- **Assignment**
Retype the passage from the article below on wealthy residents leaving New York City that begins with the words containing "The number of New" and ends with "crushed the city.".

Why People Are Fleeing New York City By The Truckload Will Prove That….
Whether it’s wealthy people fleeing to their second homes or college students forced to move back in with their parents, crime soaring and homeless people everywhere imploded New York City. To make matters worse, New York City is losing its top taxpayers.
A staggering number of wealthy Americans fled New York in the early days of the COVID-19 pandemic, departing the state with the highest tax burden in the nation, according to new data.
The number of New Yorkers earning between $150,000 and $750,000 fell by about 6% between 2019 and 2020.
The decline is even starker among higher earners: The number of Individuals earning more than $750,000 plunged by nearly 10% during that same time period, according to income and tax liability data released by the city Independent Budget Office this week.
The New York Post first reported the news.
“Yet the radicals who increasingly dominate local politics want to slam those who haven’t left even more: Last Monday, a group of advocates and elected officials launched a campaign for a ludicrous $40 billion in new taxes on the rich,” said a recent Post editorial.
And the latest study by the Budget Office only included data up to 2020. There’s no telling how many more have left since the COVID lockdowns that crushed the city.
New York has been grappling with an exodus of high-income earners since former President Donald Trump’s 2017 tax law placed a $10,000 cap on state and local tax deductions. Many of the wealthy residents — including billionaire investor Carl Icahn — are leaving for lower-tax destinations like Florida, Tennessee, and Texas.
While it's unclear whether the departure of rich individuals in 2020 is directly linked to the high tax burden in New York, the loss of wealthy residents dinged the city's income tax collection. In fact, the 41,000 filers in the top 1% pay more than 40% of all income taxes. Another two-thirds is paid by about 450,000 individuals in the top 10%, while the remaining 90% pays the final third.
The Internal Revenue Service previously reported that about 300,000 of New York City's wealthiest residents who left the city in 2020 collectively earned $21 billion in total income in 2021.
More details of this report from DailyWire:
So as chaos rules, the New York City Police Department was forced to cut $69 million from its $5.6 billion budget by leaving open positions vacant. The city’s Department of Education also cut $153 million from its $31 billion budget, the Post reported.
In the runup to the 2022 midterm elections, former New York Democratic Gov. David Paterson said he feels like the city is a dangerous place.
“I never felt as unsafe as I do now just walking around,” the ex-governor and lifelong New Yorker told host John Catsimatidis on WABC Radio’s “Cats Roundtable,” the Post reported.
“For the first time in my life, even in the late ’80s and ’90s when the crime rate was killing 2,000 people a year, I never felt as unsafe as I do now just walking around,” he said.
The mayor is finally getting serious about the exploding homeless situation. He told The New York Times he wants to get them off the streets — involuntarily if necessary.
“As a city, we have a moral obligation to support our fellow New Yorkers and stop the decades-long practice of turning a blind eye towards those suffering from severe mental illness,” Adams said.
“It is not acceptable for us to see someone who clearly needs help and walk past them,” he added.
But that’ll be difficult as the largest cut proposed in Adams’ budget, $201 million, would come from the Department of Social Services.

- **Data to examine**
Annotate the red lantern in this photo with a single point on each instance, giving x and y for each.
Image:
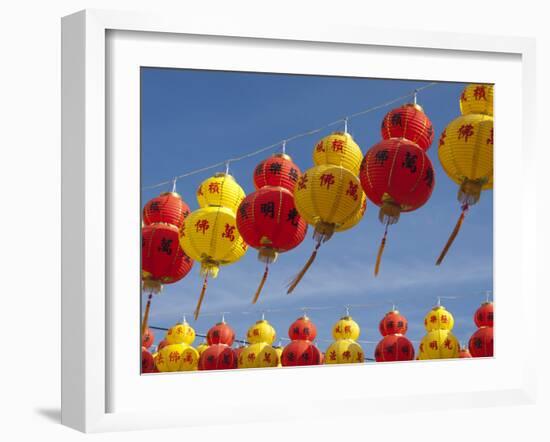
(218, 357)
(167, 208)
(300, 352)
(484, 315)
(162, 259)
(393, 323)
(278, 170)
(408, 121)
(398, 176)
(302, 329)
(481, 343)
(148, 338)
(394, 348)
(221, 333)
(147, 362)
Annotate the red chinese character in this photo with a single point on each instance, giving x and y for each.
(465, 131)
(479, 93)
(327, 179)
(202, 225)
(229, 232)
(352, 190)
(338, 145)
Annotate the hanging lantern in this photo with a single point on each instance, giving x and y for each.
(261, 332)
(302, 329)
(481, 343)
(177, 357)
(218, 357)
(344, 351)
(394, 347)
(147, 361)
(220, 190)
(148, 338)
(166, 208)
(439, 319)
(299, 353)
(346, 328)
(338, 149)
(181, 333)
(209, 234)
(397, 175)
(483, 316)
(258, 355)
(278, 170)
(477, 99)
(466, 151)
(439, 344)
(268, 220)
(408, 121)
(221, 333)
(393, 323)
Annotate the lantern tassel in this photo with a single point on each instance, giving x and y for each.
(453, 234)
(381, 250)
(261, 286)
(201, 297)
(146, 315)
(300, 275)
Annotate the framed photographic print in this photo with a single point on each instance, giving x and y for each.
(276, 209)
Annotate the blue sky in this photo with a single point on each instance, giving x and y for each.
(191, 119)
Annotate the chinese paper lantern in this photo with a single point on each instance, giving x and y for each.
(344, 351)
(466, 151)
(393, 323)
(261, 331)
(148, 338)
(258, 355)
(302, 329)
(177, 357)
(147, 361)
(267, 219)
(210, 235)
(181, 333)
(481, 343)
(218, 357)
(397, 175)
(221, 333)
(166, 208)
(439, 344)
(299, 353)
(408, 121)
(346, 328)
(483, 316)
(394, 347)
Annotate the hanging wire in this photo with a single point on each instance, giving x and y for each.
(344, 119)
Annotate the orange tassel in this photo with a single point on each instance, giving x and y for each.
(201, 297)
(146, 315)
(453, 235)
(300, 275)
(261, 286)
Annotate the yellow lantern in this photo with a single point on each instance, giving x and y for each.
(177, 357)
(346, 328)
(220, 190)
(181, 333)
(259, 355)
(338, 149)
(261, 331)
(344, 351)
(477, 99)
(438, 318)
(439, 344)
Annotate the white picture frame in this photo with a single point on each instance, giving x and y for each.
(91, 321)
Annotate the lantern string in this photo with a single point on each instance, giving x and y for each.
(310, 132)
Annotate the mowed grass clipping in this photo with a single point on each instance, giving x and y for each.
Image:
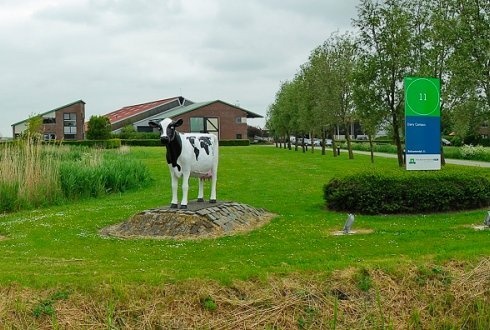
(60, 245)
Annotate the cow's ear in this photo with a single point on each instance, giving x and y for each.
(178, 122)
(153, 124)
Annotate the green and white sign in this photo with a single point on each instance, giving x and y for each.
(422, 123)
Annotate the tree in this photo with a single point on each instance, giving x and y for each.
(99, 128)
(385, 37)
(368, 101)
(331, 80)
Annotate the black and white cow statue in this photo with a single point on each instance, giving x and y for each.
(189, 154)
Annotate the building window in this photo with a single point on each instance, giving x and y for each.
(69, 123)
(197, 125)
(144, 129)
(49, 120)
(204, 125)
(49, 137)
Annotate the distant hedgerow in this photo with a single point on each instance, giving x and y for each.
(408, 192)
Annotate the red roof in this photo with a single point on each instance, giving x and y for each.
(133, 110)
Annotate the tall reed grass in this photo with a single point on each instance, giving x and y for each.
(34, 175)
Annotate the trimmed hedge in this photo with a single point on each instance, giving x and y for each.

- **Result**
The number of New Yorkers earning between $150,000 and $750,000 fell by about 6% between 2019 and 2020.
The decline is even starker among higher earners: The number of Individuals earning more than $750,000 plunged by nearly 10% during that same time period, according to income and tax liability data released by the city Independent Budget Office this week.
The New York Post first reported the news.
“Yet the radicals who increasingly dominate local politics want to slam those who haven’t left even more: Last Monday, a group of advocates and elected officials launched a campaign for a ludicrous $40 billion in new taxes on the rich,” said a recent Post editorial.
And the latest study by the Budget Office only included data up to 2020. There’s no telling how many more have left since the COVID lockdowns that crushed the city.